- _Directions_
Reproduce the entries below word for word, from the line with "Could you please drop a point on the woodpecker" up to and including the line with "<point>621,449</point>".

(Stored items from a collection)
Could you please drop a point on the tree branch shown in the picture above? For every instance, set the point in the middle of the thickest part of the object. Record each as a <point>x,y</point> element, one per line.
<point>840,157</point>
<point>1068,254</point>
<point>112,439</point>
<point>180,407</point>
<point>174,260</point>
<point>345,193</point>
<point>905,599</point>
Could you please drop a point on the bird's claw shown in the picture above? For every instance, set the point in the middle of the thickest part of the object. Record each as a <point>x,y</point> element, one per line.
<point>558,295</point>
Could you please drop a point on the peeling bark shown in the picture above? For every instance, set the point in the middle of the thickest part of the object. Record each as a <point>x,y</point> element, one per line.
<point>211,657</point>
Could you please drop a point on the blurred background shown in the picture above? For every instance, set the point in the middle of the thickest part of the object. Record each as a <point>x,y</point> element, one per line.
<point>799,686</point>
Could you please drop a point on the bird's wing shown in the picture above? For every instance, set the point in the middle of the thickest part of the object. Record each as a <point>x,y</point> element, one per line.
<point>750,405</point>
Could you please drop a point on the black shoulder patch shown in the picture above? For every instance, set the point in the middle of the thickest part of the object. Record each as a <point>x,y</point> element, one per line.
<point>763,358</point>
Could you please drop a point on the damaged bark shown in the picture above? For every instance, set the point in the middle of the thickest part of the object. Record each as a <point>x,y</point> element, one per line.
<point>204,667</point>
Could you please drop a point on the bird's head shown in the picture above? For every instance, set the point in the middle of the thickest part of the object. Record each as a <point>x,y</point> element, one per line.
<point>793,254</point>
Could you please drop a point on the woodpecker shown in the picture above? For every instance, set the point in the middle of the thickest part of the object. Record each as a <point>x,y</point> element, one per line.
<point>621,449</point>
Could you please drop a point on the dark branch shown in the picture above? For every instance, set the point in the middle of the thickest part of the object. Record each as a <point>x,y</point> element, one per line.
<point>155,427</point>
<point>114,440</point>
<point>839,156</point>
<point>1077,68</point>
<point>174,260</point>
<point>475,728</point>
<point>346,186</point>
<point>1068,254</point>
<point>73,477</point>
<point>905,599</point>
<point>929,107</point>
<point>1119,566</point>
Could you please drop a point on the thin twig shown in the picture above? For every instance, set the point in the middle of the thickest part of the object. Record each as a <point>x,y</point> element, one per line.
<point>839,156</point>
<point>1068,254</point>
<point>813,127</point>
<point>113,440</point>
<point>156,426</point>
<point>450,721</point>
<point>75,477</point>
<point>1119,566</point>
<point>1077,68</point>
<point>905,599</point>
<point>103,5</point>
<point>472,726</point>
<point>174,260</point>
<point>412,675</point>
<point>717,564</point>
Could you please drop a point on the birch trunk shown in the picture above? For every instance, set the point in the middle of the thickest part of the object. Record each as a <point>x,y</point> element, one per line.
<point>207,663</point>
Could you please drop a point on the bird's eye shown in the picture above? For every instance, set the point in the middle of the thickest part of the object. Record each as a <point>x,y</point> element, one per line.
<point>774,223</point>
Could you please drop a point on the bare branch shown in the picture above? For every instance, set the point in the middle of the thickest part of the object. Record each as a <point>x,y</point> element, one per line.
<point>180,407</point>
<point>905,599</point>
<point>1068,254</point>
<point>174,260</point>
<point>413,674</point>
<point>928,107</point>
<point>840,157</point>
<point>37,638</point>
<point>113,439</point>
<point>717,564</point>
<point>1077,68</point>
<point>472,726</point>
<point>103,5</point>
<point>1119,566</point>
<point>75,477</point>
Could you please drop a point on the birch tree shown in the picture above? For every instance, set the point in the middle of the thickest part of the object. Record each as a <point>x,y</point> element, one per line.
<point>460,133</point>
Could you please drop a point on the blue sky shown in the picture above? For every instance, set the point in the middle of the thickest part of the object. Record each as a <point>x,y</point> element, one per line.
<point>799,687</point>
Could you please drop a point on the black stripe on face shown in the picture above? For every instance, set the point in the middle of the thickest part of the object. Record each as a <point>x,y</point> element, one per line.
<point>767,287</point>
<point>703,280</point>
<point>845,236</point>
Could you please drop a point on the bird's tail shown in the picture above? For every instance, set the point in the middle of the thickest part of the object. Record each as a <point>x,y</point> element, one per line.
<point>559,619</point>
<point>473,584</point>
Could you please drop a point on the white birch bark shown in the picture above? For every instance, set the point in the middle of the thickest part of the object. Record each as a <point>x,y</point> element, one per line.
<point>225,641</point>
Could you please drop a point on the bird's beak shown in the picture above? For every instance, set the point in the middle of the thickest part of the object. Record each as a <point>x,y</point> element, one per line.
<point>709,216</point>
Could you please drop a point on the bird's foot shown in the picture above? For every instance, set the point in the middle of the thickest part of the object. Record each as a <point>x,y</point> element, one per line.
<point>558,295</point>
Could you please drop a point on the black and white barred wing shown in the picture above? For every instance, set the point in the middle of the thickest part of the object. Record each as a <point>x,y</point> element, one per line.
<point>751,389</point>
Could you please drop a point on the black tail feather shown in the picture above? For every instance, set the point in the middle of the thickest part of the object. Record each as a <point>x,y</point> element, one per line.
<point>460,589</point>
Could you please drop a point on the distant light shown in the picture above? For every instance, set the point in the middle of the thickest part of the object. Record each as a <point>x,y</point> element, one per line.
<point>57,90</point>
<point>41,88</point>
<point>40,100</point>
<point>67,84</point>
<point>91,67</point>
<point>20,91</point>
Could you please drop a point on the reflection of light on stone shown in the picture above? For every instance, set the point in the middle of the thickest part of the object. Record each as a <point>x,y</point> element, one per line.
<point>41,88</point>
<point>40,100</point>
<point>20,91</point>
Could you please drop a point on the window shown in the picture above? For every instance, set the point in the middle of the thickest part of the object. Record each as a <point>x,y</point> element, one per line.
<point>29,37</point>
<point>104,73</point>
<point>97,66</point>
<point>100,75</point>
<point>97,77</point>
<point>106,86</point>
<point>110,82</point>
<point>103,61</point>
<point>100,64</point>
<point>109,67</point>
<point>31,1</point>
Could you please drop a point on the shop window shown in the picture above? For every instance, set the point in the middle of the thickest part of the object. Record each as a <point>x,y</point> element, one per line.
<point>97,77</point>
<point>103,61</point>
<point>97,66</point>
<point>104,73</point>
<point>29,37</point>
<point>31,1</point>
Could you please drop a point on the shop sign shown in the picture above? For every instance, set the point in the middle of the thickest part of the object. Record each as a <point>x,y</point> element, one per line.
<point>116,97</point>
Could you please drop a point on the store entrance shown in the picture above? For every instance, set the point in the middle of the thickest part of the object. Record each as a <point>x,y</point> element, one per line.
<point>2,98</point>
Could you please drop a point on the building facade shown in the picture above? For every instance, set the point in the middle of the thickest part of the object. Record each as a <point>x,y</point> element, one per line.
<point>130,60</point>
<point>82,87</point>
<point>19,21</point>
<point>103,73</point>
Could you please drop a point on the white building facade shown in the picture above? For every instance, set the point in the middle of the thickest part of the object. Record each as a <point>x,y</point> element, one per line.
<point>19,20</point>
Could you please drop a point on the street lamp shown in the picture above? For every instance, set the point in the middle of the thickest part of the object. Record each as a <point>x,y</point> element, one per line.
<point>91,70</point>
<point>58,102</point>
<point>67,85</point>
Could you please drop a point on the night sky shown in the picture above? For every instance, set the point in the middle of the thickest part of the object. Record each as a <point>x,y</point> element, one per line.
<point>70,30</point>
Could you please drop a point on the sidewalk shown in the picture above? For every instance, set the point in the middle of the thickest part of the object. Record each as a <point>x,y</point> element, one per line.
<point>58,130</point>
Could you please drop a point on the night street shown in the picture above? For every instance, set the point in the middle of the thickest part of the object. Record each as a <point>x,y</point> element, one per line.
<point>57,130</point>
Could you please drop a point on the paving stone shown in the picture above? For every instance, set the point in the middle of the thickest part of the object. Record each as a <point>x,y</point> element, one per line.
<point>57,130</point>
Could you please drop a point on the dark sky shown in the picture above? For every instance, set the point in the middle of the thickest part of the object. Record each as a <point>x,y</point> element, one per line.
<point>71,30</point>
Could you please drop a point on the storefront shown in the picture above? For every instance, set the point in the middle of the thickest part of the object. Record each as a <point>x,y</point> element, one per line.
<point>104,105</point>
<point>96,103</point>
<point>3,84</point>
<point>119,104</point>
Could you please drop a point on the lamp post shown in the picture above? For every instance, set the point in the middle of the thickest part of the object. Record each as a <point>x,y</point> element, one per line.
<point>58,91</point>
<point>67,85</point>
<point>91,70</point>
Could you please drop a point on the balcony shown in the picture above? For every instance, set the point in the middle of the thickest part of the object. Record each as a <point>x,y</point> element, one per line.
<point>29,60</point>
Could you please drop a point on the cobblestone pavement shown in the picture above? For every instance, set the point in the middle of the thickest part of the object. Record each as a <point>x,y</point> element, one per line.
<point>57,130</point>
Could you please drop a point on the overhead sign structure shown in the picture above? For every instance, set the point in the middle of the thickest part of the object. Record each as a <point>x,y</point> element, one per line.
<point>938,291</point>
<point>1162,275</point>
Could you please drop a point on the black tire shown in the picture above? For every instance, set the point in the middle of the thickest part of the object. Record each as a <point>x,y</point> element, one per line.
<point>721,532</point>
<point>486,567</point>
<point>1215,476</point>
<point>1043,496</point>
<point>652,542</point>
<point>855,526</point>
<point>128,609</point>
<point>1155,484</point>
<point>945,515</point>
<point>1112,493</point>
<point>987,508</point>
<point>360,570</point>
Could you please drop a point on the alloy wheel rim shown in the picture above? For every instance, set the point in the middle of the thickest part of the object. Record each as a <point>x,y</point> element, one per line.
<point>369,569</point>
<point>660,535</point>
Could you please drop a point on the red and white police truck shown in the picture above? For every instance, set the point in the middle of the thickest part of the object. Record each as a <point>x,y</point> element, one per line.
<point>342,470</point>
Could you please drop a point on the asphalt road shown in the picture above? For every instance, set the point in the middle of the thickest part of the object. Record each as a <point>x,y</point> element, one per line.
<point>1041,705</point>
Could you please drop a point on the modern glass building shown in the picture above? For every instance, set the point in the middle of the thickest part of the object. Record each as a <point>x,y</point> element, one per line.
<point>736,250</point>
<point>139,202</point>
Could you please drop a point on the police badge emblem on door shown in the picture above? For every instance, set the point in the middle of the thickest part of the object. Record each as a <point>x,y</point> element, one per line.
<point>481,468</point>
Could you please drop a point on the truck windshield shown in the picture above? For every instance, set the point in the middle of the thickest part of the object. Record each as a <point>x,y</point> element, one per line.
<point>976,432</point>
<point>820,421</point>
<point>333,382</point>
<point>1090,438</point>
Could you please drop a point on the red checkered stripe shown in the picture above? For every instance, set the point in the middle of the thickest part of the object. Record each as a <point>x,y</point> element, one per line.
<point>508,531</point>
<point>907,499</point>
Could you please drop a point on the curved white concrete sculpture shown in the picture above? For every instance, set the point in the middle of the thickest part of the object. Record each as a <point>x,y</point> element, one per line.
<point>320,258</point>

- _Final result_
Could you please drop a point on the woodpecker shown in the picture above? For every instance, set the point in the middle of the thickest part of the object. Record each as a <point>x,y</point> element, one per line.
<point>621,449</point>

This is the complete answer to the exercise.